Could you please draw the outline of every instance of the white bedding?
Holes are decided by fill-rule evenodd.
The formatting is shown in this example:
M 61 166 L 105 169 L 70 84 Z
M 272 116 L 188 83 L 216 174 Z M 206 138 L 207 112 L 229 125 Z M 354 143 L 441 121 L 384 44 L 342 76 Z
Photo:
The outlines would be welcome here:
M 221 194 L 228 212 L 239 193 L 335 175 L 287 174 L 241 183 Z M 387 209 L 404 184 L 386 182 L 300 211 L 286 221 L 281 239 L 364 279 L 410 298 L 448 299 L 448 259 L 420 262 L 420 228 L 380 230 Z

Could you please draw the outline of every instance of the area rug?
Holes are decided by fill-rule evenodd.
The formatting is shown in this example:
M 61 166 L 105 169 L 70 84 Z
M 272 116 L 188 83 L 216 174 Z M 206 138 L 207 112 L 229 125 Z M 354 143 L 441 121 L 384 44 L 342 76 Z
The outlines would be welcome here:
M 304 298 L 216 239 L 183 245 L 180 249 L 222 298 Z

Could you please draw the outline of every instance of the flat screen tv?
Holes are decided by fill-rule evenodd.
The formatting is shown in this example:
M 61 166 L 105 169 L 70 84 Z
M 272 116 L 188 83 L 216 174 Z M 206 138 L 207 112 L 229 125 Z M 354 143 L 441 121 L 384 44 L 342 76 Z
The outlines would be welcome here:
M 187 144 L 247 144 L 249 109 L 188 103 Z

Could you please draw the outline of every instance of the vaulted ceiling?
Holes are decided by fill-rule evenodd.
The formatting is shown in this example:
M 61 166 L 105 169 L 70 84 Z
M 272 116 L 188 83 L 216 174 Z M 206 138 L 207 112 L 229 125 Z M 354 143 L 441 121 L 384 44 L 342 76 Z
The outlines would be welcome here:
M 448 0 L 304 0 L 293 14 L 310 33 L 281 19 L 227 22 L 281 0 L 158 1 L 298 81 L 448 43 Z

## Work required
Reproduce every line of the material above from the one containing "the vaulted ceiling?" through its end, both included, adding 69 to each coordinate in the outlines. Leave the requests and the format samples unchanged.

## Answer to the exercise
Could you please draw the outline of every instance of the vaulted ceiling?
Holes are decided by fill-rule evenodd.
The formatting is shown in this example:
M 61 166 L 105 169 L 70 84 Z
M 272 116 L 188 83 L 216 174 Z M 206 138 L 207 112 L 229 125 Z M 354 143 L 441 121 L 384 44 L 342 76 Z
The outlines would be welcome here:
M 517 69 L 373 69 L 362 83 L 379 102 L 350 88 L 296 91 L 350 69 L 227 70 L 367 150 L 517 112 Z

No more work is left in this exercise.